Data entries

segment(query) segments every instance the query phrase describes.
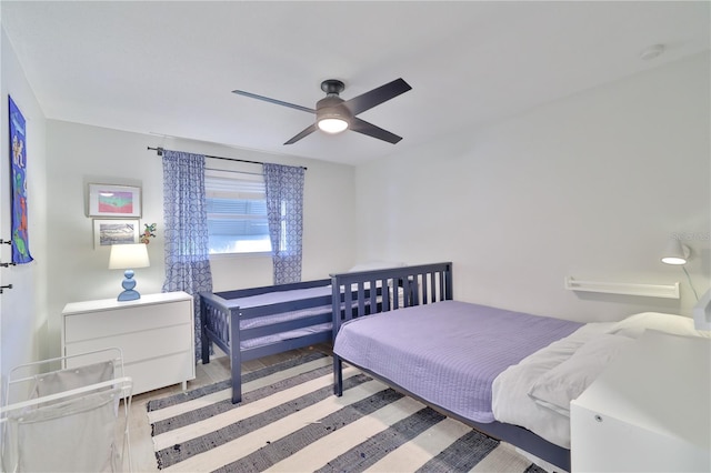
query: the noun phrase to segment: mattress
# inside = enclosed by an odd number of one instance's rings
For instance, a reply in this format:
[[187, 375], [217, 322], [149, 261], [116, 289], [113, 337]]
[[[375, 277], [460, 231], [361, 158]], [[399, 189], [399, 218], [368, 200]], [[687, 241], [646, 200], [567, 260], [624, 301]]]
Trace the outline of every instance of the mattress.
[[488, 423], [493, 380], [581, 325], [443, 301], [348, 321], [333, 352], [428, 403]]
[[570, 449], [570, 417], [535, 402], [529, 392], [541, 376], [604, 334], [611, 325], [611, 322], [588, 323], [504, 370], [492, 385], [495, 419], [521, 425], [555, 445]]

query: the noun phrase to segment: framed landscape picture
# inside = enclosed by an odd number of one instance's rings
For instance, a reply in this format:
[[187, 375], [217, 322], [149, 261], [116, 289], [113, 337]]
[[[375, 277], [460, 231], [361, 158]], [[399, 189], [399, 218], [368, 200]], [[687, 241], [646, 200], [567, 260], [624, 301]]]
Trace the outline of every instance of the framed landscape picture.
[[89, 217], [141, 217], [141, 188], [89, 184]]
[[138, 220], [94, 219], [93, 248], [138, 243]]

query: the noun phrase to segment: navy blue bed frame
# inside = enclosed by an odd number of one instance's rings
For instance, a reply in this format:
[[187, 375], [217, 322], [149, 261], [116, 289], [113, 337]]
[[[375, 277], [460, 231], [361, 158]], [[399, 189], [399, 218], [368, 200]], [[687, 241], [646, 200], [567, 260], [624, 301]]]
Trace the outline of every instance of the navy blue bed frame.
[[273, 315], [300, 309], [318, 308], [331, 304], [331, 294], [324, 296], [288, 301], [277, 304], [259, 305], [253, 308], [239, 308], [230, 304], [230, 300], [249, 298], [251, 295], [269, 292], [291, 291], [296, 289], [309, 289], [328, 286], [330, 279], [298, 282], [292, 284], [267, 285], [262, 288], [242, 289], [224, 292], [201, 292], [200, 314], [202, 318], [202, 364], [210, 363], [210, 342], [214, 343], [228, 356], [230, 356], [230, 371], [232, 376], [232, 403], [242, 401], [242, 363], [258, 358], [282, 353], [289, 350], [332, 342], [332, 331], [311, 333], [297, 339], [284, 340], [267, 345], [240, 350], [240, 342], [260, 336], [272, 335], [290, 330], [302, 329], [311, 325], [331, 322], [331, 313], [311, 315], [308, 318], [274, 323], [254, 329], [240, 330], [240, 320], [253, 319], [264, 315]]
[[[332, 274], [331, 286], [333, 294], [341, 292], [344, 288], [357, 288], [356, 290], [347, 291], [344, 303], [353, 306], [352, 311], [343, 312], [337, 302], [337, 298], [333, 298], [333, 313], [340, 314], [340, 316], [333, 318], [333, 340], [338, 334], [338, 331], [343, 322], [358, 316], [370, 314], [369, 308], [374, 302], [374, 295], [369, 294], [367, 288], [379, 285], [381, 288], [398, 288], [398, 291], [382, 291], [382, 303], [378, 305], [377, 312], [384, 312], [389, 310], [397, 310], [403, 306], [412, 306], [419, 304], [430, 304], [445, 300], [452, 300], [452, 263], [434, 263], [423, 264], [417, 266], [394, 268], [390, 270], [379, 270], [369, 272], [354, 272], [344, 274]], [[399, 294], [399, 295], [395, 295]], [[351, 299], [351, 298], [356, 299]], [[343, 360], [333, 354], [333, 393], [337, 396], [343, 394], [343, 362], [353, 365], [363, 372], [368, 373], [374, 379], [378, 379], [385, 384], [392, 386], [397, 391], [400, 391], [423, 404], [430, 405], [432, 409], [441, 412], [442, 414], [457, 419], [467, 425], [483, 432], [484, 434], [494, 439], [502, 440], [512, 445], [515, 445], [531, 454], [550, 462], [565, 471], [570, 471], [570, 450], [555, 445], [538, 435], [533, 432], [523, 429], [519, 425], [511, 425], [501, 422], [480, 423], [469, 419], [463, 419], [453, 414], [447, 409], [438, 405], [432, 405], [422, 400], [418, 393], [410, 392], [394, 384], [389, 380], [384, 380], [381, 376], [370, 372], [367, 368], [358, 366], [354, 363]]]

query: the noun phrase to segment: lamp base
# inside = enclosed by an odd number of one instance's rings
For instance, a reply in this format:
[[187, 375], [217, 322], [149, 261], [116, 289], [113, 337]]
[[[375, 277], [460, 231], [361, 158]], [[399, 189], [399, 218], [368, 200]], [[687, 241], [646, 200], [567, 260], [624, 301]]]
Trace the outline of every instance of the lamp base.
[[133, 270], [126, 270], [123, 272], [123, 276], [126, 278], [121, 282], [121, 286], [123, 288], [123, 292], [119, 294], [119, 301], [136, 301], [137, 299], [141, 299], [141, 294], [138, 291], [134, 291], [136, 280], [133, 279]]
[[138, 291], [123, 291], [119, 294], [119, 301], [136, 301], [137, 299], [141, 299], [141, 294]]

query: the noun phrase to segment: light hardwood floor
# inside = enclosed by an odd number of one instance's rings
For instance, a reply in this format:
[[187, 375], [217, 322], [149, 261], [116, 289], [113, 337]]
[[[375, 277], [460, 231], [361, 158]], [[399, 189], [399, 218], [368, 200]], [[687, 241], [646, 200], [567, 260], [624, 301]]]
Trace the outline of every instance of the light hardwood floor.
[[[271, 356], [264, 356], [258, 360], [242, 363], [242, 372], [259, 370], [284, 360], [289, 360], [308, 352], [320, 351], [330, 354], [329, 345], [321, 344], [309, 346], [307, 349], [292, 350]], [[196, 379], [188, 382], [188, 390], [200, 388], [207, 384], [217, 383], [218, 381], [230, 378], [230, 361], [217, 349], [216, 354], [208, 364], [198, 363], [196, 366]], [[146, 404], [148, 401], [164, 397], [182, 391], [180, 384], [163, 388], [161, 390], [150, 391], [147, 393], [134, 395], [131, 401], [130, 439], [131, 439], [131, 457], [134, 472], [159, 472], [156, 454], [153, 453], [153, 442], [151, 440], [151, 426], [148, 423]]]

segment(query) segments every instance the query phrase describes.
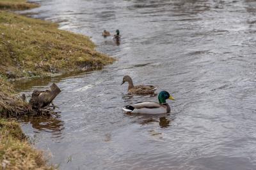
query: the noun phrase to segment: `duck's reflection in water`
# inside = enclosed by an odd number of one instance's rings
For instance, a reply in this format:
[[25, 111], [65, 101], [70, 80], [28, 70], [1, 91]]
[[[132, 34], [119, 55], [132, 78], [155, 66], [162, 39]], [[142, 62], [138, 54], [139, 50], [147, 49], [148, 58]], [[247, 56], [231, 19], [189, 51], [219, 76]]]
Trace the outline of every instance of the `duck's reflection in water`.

--

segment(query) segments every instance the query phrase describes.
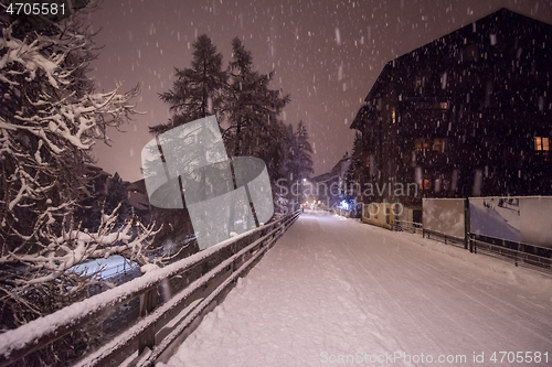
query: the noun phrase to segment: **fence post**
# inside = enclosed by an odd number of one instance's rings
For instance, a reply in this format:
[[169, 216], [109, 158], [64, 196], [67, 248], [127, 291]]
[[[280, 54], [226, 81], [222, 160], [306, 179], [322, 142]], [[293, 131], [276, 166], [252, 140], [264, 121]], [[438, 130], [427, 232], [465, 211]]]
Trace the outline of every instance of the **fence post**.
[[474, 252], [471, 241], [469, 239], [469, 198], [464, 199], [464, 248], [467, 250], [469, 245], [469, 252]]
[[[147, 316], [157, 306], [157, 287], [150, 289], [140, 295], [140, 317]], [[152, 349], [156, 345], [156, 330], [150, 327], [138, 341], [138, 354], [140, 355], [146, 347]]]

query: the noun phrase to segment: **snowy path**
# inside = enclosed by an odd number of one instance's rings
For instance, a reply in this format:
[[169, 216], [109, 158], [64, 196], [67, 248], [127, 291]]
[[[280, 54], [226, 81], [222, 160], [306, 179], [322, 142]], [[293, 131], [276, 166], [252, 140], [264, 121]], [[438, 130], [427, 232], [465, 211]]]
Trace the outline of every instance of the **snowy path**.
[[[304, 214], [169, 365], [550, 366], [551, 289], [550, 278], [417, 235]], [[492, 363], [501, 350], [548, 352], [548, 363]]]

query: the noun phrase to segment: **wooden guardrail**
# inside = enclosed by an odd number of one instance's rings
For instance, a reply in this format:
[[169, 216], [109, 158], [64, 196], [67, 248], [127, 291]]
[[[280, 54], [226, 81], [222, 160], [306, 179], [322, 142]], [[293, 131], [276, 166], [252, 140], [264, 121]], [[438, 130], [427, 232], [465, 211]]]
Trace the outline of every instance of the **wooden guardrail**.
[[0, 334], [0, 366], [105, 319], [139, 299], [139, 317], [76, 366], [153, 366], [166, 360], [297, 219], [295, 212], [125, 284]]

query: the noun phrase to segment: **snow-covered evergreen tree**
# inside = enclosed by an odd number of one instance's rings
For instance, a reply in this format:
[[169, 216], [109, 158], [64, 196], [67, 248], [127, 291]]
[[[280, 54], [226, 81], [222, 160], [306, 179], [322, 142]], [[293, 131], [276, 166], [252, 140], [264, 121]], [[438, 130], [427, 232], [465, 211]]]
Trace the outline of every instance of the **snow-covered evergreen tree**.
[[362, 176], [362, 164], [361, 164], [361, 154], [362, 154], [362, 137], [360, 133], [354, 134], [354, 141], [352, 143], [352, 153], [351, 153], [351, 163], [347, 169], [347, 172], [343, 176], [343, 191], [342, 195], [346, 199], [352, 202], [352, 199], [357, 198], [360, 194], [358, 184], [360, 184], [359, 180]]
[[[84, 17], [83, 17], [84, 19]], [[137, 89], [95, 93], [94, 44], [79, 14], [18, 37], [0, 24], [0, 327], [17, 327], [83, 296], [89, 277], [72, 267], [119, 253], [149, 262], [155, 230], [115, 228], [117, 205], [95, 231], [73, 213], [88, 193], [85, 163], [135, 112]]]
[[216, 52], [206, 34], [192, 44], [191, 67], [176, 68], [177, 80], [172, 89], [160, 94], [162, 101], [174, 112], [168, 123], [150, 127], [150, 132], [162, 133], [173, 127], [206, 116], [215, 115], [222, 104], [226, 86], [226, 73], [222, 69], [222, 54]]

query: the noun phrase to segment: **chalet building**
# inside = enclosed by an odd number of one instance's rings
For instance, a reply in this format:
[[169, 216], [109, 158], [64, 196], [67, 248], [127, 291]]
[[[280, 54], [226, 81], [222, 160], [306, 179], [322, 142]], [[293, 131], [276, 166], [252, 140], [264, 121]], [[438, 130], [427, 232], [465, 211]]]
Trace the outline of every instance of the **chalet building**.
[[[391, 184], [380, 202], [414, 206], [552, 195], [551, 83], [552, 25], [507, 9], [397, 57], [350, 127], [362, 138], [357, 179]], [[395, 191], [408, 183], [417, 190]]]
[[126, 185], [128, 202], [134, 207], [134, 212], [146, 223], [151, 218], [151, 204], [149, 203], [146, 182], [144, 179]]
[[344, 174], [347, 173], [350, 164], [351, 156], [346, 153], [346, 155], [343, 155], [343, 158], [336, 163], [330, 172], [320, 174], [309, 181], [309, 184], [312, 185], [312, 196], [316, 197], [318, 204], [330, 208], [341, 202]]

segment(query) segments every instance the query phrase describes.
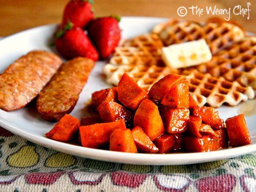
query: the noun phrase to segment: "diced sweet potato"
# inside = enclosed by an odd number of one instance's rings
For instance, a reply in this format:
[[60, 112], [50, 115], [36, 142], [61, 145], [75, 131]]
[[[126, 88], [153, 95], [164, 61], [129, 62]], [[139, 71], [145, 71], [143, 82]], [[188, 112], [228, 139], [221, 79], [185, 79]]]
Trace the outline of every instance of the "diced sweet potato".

WRITTEN TASK:
Count the lines in the items above that contain the word "wooden" and give only that number.

SOLVED EXERCISE:
2